It borders every South American country except Chile and Ecuador.
According to The World Factbook, the current population is 217,240,060 (2022 est.).
In this article, you will find interesting facts and important information about what the main language of Brazil is, as well as the most commonly used languages, just in time for your next vacation!
Official Language of Brazil
Portuguese is the official language of Brazil, and the majority of the population speaks it.
On the Ethnologue website, they detail that 201,000,000 of the Brazilian population speak Portuguese as their first or mother tongue, then 10,200,000 speak it as a second language, and 6,000,000 of the inhabitants do not speak it at all.
Researchers at Britannica say that “Brazilian Portuguese is different from European Portuguese in a number of ways, including some changes in sound and some differences in the way verbs are conjugated and how sentences are put together.”
But how did Portuguese come to Brazil? It didn’t grow on trees like their famous passion fruit!
The Portuguese language arrived in 1500 with the colonization. Tupi was the main language of Brazil’s native people, and Portuguese missionaries and traders used it to communicate with Indians.

> _Supplied entries_:

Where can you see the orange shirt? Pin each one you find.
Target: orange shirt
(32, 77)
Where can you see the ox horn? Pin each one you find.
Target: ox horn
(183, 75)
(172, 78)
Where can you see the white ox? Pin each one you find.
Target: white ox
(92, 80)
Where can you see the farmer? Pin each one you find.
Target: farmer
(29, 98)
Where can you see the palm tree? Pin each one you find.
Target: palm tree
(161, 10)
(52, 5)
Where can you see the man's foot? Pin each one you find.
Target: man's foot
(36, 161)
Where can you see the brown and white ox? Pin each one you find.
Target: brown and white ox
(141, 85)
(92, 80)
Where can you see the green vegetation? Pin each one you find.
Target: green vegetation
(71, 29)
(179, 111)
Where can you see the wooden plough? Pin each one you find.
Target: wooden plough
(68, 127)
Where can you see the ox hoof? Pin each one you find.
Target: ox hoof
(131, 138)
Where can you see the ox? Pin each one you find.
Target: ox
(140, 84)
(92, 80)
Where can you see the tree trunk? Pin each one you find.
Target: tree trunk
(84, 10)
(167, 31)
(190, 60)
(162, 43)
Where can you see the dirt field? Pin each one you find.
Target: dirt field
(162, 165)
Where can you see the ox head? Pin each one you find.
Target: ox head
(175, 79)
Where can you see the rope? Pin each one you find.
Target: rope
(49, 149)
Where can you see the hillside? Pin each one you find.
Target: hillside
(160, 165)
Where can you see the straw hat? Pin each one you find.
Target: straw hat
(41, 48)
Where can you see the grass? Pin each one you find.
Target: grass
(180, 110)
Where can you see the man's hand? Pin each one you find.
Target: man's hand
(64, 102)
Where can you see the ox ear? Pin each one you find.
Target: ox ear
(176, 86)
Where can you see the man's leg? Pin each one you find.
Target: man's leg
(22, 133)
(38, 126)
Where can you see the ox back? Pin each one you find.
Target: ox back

> _Task goal_:
Resume the passage on the languages of Brazil, picking up right after its final sentence.

> _Task response_:
According to the Brazil-Help website, in 1757, Tupi was banned by royal decree. However, Portuguese speakers kept words from Tupi and other local languages. Words like abacaxi (pineapple), caju (cashew), tatu (armadillo), piranha (the fish) are originally Tupi words.
In the following years, Brazilian Portuguese received African influence, and at the same time, people in Portugal started adding French to their variation.
These exchanges made the differences between the two languages more notorious.
Brazil gained its independence in 1822, and from that moment on, other European languages kept making changes to it.
Finally, at the beginning of the 21st century, people began to promote the creation of a linguistic norm based on the Brazilian version of the Portuguese language.
That’s quite the ride, huh? Brazilian Portuguese, in fact, keeps changing, mainly due to competition, as we’ll see next!
Build a better future for your child with accredited online Spanish classes at Homeschool Spanish Academy.
Sign up for your no-risk, free-trial Spanish class today. ➡️
Other Widely Spoken Languages in Brazil
At the beginning of the 19th century, the immigration wave from Europe and Asia changed the local landscape of Brazil.
People from Spain, Germany, Italy, Japan, and China, began settling around Brazil, and locals added more foreign words to Portuguese.
Let’s look at the influence these languages had on Brazilian Portuguese!
According to the 2020 National Migratory Registry in Brazil, there are 6,342,000 Spanish speakers in Brazil, but it’s the mother tongue of only 742,000 of them.
By the way, in 2005, Brazilian president Lula Da Silva approved a bill promoted by Congress to make Spanish the country’s second language.
In addition, as we mentioned, Brazil has borders with almost all the countries of South America except Chile and Ecuador.
Understandably, Spanish is so important for the country’s development.
English is another language that Brazilians have adopted as a common language. In 2020, there were 10,921,000 English speakers in Brazil, but only 121,000 Brazilians used it as their first language.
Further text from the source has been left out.